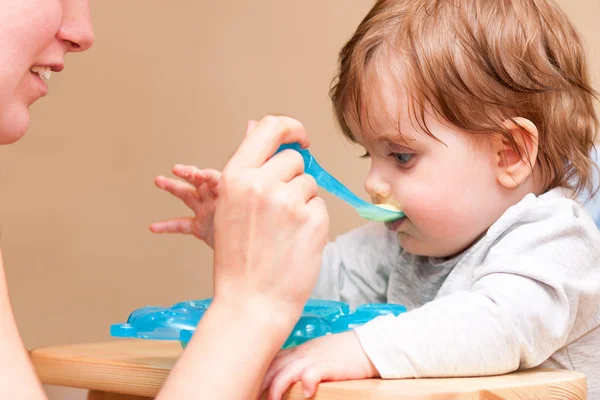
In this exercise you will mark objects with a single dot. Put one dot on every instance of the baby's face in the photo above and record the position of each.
(447, 188)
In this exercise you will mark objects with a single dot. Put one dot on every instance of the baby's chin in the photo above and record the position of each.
(427, 248)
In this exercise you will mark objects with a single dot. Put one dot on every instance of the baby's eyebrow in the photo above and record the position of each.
(397, 137)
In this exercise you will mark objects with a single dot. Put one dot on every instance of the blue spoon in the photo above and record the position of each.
(326, 181)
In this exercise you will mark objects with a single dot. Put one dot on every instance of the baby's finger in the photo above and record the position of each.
(251, 125)
(279, 362)
(317, 373)
(291, 374)
(176, 225)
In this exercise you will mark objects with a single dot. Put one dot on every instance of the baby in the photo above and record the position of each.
(478, 117)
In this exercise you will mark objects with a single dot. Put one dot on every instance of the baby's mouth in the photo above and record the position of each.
(42, 72)
(395, 225)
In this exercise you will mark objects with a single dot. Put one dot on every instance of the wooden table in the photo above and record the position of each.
(136, 369)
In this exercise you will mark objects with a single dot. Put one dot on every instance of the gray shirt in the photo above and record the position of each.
(526, 294)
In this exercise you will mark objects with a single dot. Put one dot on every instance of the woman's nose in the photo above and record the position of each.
(76, 29)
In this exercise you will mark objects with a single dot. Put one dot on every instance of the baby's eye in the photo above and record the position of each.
(403, 158)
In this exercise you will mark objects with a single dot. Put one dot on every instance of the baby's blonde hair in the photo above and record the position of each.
(477, 64)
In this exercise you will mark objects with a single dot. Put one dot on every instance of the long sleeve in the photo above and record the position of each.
(356, 266)
(536, 290)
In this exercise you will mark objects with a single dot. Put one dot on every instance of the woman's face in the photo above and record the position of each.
(35, 35)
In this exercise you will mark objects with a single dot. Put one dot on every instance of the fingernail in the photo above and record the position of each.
(251, 125)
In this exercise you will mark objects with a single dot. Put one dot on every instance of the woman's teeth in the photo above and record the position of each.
(43, 72)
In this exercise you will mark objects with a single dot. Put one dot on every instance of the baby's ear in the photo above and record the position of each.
(514, 167)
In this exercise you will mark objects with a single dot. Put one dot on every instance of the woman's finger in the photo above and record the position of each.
(264, 140)
(196, 176)
(284, 166)
(304, 187)
(182, 225)
(175, 187)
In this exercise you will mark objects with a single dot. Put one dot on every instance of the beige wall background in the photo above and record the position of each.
(164, 84)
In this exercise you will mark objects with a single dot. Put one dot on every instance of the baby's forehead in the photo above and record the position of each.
(383, 116)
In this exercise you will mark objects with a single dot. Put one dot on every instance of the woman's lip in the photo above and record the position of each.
(395, 225)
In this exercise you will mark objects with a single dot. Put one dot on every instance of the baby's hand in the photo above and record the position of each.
(199, 193)
(331, 358)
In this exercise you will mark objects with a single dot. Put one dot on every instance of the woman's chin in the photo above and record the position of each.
(14, 128)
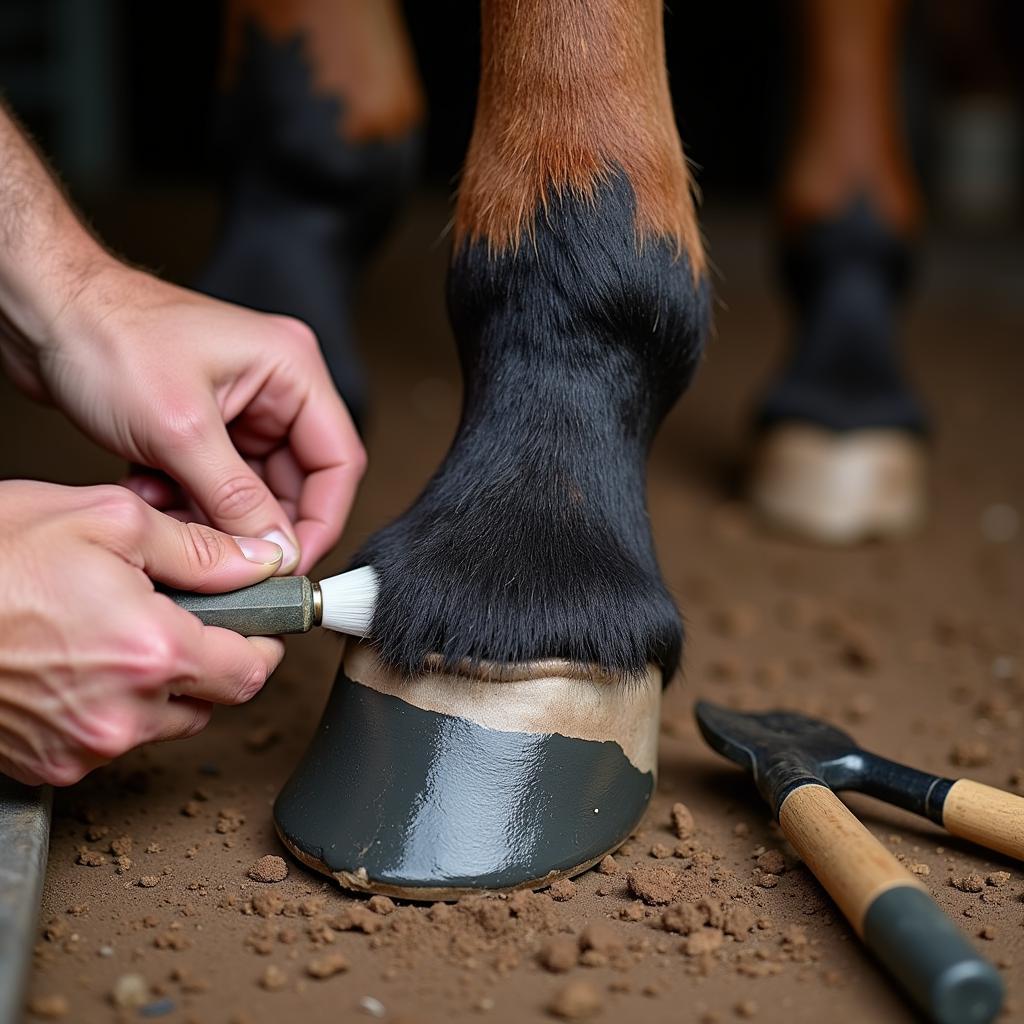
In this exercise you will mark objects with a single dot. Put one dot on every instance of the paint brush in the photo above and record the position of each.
(290, 604)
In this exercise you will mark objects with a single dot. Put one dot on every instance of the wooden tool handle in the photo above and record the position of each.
(891, 910)
(844, 856)
(985, 815)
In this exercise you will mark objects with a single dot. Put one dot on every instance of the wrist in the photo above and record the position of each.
(39, 293)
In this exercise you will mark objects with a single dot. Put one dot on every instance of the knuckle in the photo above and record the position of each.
(299, 334)
(237, 497)
(358, 461)
(184, 428)
(200, 720)
(61, 773)
(204, 548)
(120, 509)
(153, 657)
(249, 685)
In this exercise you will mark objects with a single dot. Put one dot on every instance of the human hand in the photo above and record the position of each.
(236, 408)
(94, 662)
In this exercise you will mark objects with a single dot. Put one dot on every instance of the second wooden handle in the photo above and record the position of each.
(985, 815)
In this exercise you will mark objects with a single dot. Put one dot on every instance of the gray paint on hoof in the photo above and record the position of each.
(393, 798)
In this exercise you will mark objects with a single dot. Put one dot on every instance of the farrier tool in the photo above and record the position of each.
(798, 762)
(289, 604)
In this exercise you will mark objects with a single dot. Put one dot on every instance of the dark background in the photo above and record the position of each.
(120, 93)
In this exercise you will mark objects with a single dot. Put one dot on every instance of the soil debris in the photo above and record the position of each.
(706, 940)
(562, 890)
(268, 868)
(327, 966)
(272, 979)
(130, 991)
(49, 1007)
(771, 862)
(682, 821)
(971, 754)
(560, 954)
(968, 883)
(382, 905)
(655, 884)
(576, 1001)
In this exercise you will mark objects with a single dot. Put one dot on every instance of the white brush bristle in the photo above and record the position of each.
(349, 600)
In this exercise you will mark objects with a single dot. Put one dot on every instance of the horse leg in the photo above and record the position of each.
(499, 729)
(840, 457)
(318, 125)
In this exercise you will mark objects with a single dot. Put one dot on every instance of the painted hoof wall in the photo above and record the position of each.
(444, 784)
(841, 488)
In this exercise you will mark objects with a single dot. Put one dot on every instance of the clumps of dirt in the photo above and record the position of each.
(562, 890)
(560, 954)
(327, 967)
(655, 885)
(268, 868)
(272, 979)
(968, 883)
(229, 819)
(577, 1000)
(682, 821)
(130, 991)
(51, 1008)
(261, 738)
(771, 861)
(971, 754)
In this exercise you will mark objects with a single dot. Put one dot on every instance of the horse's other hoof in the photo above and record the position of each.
(840, 487)
(494, 777)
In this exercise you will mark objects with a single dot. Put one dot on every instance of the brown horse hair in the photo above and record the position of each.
(569, 92)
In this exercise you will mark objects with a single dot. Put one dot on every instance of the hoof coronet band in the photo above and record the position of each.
(418, 801)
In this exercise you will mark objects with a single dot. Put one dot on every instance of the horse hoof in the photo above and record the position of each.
(840, 488)
(494, 777)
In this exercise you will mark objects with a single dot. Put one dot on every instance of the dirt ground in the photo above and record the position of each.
(915, 648)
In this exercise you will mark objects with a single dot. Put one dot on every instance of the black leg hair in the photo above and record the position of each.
(532, 538)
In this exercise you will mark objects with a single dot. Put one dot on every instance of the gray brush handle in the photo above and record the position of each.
(281, 604)
(922, 947)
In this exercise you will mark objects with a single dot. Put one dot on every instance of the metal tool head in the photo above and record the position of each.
(782, 750)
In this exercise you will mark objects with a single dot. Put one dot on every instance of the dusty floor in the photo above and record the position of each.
(915, 648)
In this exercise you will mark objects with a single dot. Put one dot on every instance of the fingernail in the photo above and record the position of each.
(288, 546)
(262, 552)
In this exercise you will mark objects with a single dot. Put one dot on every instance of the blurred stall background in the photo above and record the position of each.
(121, 96)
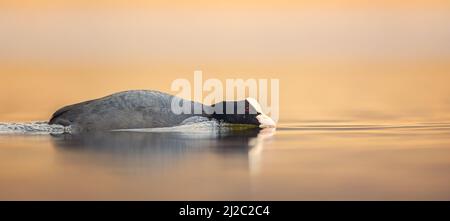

**Task**
Every entry should be repeated verbatim, with the pictures left out.

**Solution below**
In this exercise you will mark objects with a single dot. Put one dot on every instance of the baby's face in the photo above and record the position of each.
(447, 188)
In this exercise you will mark objects with a single dot. Put one dot on every instance of the baby's chin in the photo above and record the position of each.
(427, 248)
In this exercise you will mark objects with a single dot. Put one dot on every instance of the baby's eyebrow in the photo above and record the position of each.
(397, 137)
In this exercise you will mark objects with a single dot. Put one dot on every instance of the blue spoon in the photo above and record the position of each.
(326, 181)
In this exercise you will mark objects with a single dot. Put one dot on every instance of the baby's finger in the photo above and record the position of each.
(251, 125)
(279, 362)
(317, 373)
(291, 374)
(176, 225)
In this exercise you will mark objects with a single dot. Put one dot on every instance of the baby in the photo above and record the position of each.
(478, 117)
In this exercise you will mark objects with a single dot. Put one dot on every instance of the baby's mouth in the photo above and record the position of each.
(42, 72)
(395, 225)
In this exercise you will mark objects with a single dot. Put one dot on every instance of the wooden table in the photo above and record the position of each.
(136, 369)
In this exercise you will mark objects with a single dot. Put one dot on every instance of the gray shirt in the photo above and record the position of each.
(526, 294)
In this exercise you will mark objects with a single dot. Put one dot on every instance of the woman's nose in the photo above and record the position of each.
(76, 29)
In this exercise you will mark objects with a single dot. Put one dot on every instance of the baby's eye in the photo above and record the position of each.
(403, 158)
In this exercise you will mark objects with a single dot. Put one dot on every instance of the baby's blonde hair in the photo above and record the position of each.
(477, 64)
In this exercise you will mark objects with a single dot. Put one dot on every instance of the long sleeve in the photo above and record the position of each.
(356, 266)
(536, 290)
In this exercise you will mark objects with a single dot. Put one dot on every instance of the woman's face in the photo above and record the position of each.
(35, 35)
In this exercise you will mark objects with a single dot. Put one dot on every instance of the fingernail in the photo above and record the position of each.
(251, 125)
In this exercise you will mark objects with a single dot. Put one dot on every instance of the woman's teeth in the photo above and record the position of each.
(43, 72)
In this exercise you will mark objects with a single dot. Put one dot on every instance of the baby's ear in the photo above and record the position of each.
(514, 167)
In this exercise you will mark objects with a single dot. Put one dot on every instance of the woman's finger in the photo above and record the position of each.
(264, 140)
(196, 176)
(284, 166)
(304, 187)
(182, 225)
(175, 187)
In this exercise you will mark objects with a single dot. Put one dot on every instance of the beige wall background in the photo above and record the position of each.
(164, 84)
In this exercise you will mark objects with a single dot. Put one dot on every instance of the baby's forehead in the photo above and record the position of each.
(383, 116)
In this exercise you will mark objects with a single dot. Put one dot on every instance of the woman's lip in the photo above and record the position of each.
(395, 225)
In this exercise you will mark objects with a single dot. Put one dot on every instance of the baby's hand in the photo above and record the position of each.
(199, 193)
(331, 358)
In this exercise you will mark objects with a single dot. Put one dot on every instance of the woman's chin in the photo above and record the position of each.
(14, 128)
In this exercise you will mark objects with a single dot. Put one dot on every instance of the paint brush in the photo above and record the position of each.
(290, 604)
In this exercise you will mark objects with a single dot. Put one dot on every instance of the wooden tool handle in the photo above and record the position of each.
(891, 910)
(844, 856)
(985, 815)
In this exercise you will mark objects with a single dot. Put one dot on every instance of the wrist in the photo above and record the position of each.
(39, 293)
In this exercise you will mark objects with a single dot. Put one dot on every instance of the knuckle in the photo above and record the position of each.
(299, 334)
(237, 497)
(358, 461)
(184, 428)
(200, 720)
(61, 773)
(204, 548)
(120, 509)
(153, 657)
(249, 685)
In this exercise you will mark objects with a single dot. Put one dot on every instance of the human hand in the photo above and record the position of each.
(236, 408)
(94, 662)
In this exercise you will mark objects with a single dot. Put one dot on every instance of the second wooden handle in the photo above and record the position of each.
(985, 815)
In this exercise you will mark objects with a single dot. Put one dot on every instance of the gray paint on hoof in the photo above and record the position of each.
(393, 798)
In this exercise you will mark objects with a single dot. Put one dot on every instance of the farrier tool in the photo above and record the position of each.
(798, 762)
(289, 604)
In this exercise you will mark objects with a single dot. Put one dot on every instance of the dark background in the photo above and record the position of each.
(120, 93)
In this exercise you will mark objects with a single dot. Put one dot on every instance of the soil debris in the photo above and record the position of each.
(706, 940)
(562, 890)
(268, 868)
(327, 966)
(272, 979)
(130, 991)
(49, 1007)
(771, 862)
(682, 821)
(971, 754)
(560, 954)
(968, 883)
(382, 905)
(655, 884)
(576, 1001)
In this exercise you will mark objects with a single dot. Put one dot on every instance of the white brush bristle in the photo above and record the position of each.
(349, 600)
In this exercise you will mark objects with a single dot. Put one dot on every instance of the horse leg in the photo above and record the position of each.
(499, 729)
(840, 457)
(318, 125)
In this exercise you will mark objects with a single dot. Put one dot on every instance of the painted hoof wall in the photo above and record the position of each.
(444, 784)
(841, 488)
In this exercise you will mark objects with a single dot. Put one dot on every instance of the clumps of dirt in the photo above and record the position of each.
(562, 890)
(560, 954)
(327, 967)
(655, 885)
(268, 868)
(272, 979)
(968, 883)
(229, 819)
(577, 1000)
(682, 821)
(130, 991)
(51, 1008)
(261, 738)
(771, 861)
(971, 754)
In this exercise you will mark objects with a single dot. Put one dot on every instance of the horse's other hoof in the photo above and record the position of each.
(840, 487)
(494, 777)
In this exercise you will mark objects with a single dot. Put one dot on every instance of the brown horse hair in the photo above and record the position of each.
(569, 92)
In this exercise you will mark objects with a single dot. Put one dot on every instance of the hoof coronet band in the photo above and record the position of each.
(418, 801)
In this exercise you will mark objects with a single dot. Put one dot on every instance of the horse hoof in the photo above and record the position of each.
(840, 488)
(494, 777)
In this exercise you will mark objects with a single dot. Put one dot on every instance of the dirt ground in the photo above and record the position of each.
(915, 648)
In this exercise you will mark objects with a single dot. Put one dot on every instance of the black leg hair in the photo above and record the position of each.
(532, 538)
In this exercise you will mark objects with a single dot. Put one dot on every instance of the gray brush handle in the photo above and record the position of each.
(281, 604)
(922, 947)
In this exercise you will mark objects with a single dot. Put one dot on every instance of the metal tool head in the photo above and record the position of each.
(782, 750)
In this exercise you will mark objects with a single dot. Put one dot on every instance of the dusty floor in the photo above and record the position of each.
(915, 648)
In this exercise you will mark objects with a single dot. Put one dot on every instance of the fingernail in the photo above and record the position of each.
(288, 546)
(262, 552)
In this exercise you will mark objects with a single dot. Put one dot on every instance of the blurred stall background in the photo above and record the position of each.
(121, 96)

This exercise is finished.